La Suisse est confrontée à un défi majeur avec le vieillissement accéléré de sa population. En 2023, le pays comptait déjà 1,73 million de personnes de plus de 65 ans, un nombre qui augmentera de manière significative dans les années à venir. D’ici 2040, la population de plus de 65 ans devrait atteindre 2,38 millions, avec une croissance de 650 000 seniors supplémentaires.
Cette évolution démographique engendre une pression considérable sur le marché immobilier, particulièrement sur les logements adaptés aux personnes âgées. Une étude récente du cabinet Wüest Partner révèle des chiffres alarmants : la Suisse aura besoin de près de 393 000 logements dédiés aux seniors d’ici 2040. Dans ce contexte, il devient crucial d’examiner les défis liés à l’accessibilité au logement et aux conditions de vie des seniors dans un marché de plus en plus tendu.
Les défis du logement : surfaces inadaptées et coûts excessifs
Les seniors suisses, bien que vivant plus longtemps et en meilleure santé, se trouvent confrontés à un problème de taille : l’adaptabilité de leur logement. Selon la nouvelle étude «Immo-Monitoring» du cabinet Wüest Partner relatée par Blick, près de 60 % des personnes âgées de 65 à 74 ans vivent dans leur propre logement, souvent une maison individuelle. Ces habitations, acquises souvent lors de la fondation d’une famille, sont de plus en plus inadaptées à leurs besoins avec l’avancée en âge. En moyenne, les personnes de plus de 65 ans disposent de la plus grande surface habitable par personne en Suisse, avec plus de 60 m² et deux à trois pièces par habitant chez les plus de 85 ans. Cependant, ce logement trop spacieux devient souvent un fardeau, à la fois financièrement et logiquement, pour des personnes dont les besoins évoluent avec le temps.
Pour de nombreux seniors, cette situation est exacerbée par des coûts de logement insoutenables. En effet, les revenus des retraités diminuent après la retraite, passant de 147 000 francs par an pour un couple avant 65 ans à environ 85 000 francs pour un couple de retraités. Pour une femme seule, cette baisse peut atteindre 50 000 francs par an. Cette réduction des revenus, couplée à la hausse des loyers, fait que de nombreux retraités se retrouvent dans une situation financière précaire. Plus de la moitié des retraités célibataires locataires consacrent plus d’un tiers de leurs revenus au loyer, franchissant ainsi le seuil critique d’accessibilité au logement. Le logement devient ainsi une charge écrasante pour de nombreuses personnes âgées, les forçant à chercher des alternatives souvent difficiles à trouver.

## ENSEMBLE DE DONNÉES
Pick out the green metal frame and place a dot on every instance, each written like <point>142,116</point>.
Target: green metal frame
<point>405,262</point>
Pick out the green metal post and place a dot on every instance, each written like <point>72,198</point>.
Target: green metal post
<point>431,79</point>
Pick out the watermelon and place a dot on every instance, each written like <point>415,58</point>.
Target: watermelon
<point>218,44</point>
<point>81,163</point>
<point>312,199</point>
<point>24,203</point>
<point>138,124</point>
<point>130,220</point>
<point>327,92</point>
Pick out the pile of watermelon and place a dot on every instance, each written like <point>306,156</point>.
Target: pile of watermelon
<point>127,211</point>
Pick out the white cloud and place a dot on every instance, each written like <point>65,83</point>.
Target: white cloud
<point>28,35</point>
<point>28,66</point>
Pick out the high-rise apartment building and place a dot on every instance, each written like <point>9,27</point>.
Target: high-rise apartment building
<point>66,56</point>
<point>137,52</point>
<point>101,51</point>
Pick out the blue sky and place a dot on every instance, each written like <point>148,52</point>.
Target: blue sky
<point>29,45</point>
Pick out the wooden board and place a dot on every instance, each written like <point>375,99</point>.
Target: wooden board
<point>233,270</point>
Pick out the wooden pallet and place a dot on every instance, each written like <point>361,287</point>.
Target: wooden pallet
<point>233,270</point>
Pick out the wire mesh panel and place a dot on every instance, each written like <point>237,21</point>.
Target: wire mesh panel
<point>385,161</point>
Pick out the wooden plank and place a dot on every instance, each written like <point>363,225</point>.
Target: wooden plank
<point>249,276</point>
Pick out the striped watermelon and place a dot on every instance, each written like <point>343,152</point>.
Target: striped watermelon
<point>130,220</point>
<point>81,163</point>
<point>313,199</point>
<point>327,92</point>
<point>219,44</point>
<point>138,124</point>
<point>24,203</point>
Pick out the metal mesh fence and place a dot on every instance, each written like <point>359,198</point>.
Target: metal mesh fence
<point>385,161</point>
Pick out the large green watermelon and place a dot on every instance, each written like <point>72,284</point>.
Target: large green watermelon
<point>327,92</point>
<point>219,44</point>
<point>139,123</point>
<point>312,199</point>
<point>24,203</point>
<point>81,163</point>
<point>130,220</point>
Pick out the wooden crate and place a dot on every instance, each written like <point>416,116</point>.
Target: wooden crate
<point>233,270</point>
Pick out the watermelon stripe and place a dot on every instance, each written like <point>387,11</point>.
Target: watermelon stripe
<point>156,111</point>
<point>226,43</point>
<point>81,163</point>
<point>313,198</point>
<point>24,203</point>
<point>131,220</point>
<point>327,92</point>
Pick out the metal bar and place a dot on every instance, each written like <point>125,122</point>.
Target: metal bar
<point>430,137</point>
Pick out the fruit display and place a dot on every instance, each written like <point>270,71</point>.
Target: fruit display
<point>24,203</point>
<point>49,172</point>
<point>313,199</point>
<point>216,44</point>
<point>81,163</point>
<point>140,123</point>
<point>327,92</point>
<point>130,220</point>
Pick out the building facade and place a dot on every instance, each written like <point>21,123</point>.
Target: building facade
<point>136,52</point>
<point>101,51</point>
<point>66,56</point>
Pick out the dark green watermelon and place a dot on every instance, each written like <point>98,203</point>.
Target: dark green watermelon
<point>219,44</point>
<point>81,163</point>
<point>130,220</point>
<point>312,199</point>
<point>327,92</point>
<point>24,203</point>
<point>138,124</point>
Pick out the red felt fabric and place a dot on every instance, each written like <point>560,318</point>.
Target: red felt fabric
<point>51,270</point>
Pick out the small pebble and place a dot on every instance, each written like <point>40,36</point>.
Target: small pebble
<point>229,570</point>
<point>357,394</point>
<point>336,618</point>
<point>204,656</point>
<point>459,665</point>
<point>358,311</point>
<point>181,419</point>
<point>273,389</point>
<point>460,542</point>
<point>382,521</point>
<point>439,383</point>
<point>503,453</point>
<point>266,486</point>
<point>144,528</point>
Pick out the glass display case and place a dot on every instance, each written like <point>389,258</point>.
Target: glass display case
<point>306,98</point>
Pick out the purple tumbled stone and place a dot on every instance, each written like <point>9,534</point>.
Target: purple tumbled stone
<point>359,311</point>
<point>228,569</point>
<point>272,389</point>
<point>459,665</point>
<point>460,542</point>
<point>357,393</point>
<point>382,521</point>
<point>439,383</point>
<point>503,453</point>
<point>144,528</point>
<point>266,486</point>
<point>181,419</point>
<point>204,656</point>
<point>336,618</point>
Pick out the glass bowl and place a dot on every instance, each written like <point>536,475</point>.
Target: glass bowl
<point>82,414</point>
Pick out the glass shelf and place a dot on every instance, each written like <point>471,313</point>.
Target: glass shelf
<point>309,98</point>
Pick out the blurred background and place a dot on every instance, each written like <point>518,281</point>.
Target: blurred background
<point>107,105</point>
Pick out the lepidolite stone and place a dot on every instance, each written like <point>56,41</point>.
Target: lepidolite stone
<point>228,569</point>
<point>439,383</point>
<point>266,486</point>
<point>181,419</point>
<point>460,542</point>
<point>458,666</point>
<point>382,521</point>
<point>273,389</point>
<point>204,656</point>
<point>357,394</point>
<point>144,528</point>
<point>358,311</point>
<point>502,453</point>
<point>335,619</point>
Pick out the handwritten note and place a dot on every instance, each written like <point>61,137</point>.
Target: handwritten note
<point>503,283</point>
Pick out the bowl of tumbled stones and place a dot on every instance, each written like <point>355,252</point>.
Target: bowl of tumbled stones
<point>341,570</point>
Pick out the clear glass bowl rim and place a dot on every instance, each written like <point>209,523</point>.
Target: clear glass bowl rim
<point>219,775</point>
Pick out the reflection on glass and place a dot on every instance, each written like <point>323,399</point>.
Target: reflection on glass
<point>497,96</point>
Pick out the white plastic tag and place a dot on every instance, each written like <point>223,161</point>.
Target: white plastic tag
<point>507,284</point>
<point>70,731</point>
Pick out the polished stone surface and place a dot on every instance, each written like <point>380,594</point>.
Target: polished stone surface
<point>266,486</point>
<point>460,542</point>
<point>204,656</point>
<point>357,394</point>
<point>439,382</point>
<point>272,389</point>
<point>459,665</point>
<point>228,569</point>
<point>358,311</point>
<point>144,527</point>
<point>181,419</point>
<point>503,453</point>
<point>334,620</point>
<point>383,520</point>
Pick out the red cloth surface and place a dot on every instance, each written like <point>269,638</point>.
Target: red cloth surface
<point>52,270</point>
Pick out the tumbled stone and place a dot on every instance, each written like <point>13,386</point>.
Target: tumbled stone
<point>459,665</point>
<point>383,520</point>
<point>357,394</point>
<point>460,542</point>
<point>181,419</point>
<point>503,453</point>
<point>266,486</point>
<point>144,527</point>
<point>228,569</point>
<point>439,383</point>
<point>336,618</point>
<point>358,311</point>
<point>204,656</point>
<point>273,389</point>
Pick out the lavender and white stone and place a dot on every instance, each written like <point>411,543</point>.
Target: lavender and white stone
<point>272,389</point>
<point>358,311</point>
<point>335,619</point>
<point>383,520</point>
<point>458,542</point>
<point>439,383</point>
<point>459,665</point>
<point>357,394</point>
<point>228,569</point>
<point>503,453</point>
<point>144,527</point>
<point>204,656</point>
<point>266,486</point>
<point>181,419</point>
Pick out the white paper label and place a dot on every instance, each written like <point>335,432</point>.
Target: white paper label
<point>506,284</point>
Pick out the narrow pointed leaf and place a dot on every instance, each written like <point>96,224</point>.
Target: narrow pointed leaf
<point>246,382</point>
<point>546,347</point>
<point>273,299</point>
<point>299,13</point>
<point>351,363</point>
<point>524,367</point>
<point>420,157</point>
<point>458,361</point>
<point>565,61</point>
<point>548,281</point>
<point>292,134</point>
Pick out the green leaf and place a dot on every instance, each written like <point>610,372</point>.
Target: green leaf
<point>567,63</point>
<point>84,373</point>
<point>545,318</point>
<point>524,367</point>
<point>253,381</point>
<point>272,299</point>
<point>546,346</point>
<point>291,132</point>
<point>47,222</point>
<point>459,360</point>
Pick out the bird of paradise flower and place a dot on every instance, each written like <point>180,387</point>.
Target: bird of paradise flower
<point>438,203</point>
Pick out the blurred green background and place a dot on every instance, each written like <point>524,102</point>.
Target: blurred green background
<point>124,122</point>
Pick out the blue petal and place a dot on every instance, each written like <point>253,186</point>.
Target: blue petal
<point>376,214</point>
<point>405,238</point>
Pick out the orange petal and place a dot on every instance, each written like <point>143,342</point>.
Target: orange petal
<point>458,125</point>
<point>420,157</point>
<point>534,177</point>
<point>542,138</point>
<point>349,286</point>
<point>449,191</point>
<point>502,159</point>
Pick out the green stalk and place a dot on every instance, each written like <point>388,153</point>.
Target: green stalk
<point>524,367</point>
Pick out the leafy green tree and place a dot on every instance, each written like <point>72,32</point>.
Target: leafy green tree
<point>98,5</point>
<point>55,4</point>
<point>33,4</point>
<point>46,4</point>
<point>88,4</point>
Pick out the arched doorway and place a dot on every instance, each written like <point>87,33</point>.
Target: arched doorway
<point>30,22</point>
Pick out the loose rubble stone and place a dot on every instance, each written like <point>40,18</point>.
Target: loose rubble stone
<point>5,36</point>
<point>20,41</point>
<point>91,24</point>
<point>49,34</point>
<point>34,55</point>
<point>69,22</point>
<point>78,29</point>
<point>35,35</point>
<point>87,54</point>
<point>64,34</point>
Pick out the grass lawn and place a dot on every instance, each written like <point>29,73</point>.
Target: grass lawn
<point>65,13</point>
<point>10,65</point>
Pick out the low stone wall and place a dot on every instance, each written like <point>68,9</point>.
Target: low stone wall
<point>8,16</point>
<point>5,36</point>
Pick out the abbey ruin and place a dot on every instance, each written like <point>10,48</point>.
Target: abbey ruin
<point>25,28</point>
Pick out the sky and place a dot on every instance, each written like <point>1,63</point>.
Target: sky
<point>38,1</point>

* * *

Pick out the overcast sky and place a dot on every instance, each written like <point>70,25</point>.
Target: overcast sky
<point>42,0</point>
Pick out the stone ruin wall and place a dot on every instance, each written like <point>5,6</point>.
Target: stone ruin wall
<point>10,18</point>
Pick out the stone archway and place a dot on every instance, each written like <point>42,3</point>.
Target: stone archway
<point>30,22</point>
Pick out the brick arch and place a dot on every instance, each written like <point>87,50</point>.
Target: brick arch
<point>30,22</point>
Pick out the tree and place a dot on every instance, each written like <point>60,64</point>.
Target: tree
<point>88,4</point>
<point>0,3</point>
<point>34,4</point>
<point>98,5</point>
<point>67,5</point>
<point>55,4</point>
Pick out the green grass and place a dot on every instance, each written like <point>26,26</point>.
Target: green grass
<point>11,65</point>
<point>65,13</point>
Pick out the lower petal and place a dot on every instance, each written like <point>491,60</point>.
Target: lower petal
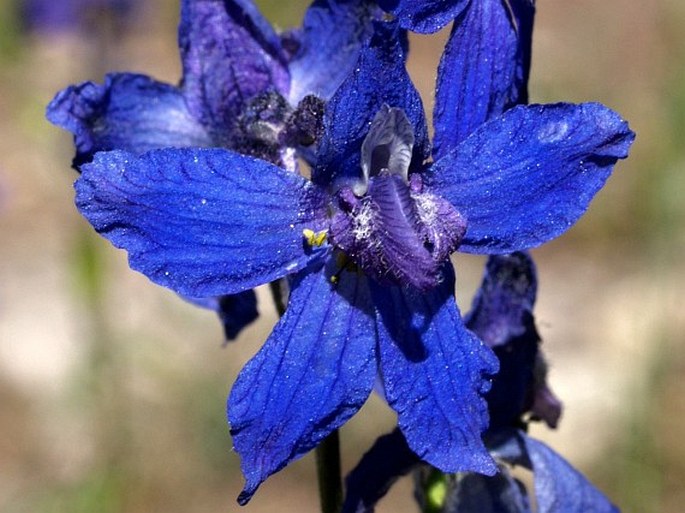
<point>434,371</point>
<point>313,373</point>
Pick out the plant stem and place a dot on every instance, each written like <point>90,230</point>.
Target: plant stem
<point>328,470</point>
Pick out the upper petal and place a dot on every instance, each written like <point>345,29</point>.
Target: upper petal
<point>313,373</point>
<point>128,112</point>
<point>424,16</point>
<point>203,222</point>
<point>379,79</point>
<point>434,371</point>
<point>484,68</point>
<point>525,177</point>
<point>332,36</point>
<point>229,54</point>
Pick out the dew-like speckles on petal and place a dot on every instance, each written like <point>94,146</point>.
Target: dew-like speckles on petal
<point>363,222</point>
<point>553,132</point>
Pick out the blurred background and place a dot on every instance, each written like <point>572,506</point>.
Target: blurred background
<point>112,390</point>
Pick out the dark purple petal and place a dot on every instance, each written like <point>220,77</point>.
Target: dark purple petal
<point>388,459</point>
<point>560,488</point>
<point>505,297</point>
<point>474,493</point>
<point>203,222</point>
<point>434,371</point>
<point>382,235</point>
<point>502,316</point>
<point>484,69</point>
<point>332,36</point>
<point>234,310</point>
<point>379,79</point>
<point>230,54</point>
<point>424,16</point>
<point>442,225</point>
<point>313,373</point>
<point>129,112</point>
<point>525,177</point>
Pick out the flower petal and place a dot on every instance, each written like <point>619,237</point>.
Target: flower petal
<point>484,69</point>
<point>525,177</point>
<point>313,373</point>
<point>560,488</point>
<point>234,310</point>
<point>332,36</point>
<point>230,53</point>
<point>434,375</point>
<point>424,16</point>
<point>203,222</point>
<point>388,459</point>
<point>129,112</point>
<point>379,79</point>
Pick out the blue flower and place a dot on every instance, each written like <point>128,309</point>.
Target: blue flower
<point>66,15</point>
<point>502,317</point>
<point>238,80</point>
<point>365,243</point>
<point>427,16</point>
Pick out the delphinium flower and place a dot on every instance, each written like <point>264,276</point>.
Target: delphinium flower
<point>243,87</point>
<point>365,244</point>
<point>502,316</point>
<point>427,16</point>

## ACTIVITÉS
(A) Indiquez si chacune des affirmations suivantes concorde avec l’extrait sur le logement des seniors en Suisse. Répondez par oui ou par non et citez à l’identique les mots de l’extrait qui tranchent : (i) en 2023, la Suisse comptait 1,73 million de personnes de plus de 65 ans ; (ii) près de 60 % des personnes de 65 à 74 ans sont locataires ; (iii) moins de la moitié des retraités célibataires locataires consacrent plus d’un tiers de leurs revenus au loyer.
(B) Prolongez l’extrait sur le logement des seniors en Suisse à partir de sa dernière phrase.
La liste est un matériau indépendant de l’extrait.

## RÉPONSES PAR TÂCHE
(A)
(i) Oui : « En 2023, le pays comptait déjà 1,73 million de personnes de plus de 65 ans ».
(ii) Non : « près de 60 % des personnes âgées de 65 à 74 ans vivent dans leur propre logement ».
(iii) Non : « Plus de la moitié des retraités célibataires locataires consacrent plus d’un tiers de leurs revenus au loyer ».

(B)
Une crise de l’accessibilité aux logements et la recherche de solutions
Face à cette situation de crise, plusieurs solutions sont en discussion, bien qu’elles restent insuffisantes au regard de l’ampleur du problème. D’ici 2040, la Suisse devra construire 393 000 logements adaptés aux personnes âgées, dont 20 000 dans le canton de Genève et 11 000 à Zurich. Ces logements devront être situés dans des zones urbaines ou périurbaines, de manière à garantir l’accès facile aux services de santé et aux commerces. La demande est immense, et malgré certaines initiatives, telles que des programmes d’incitation pour encourager les seniors à déménager dans des logements plus petits, le marché reste largement déficitaire.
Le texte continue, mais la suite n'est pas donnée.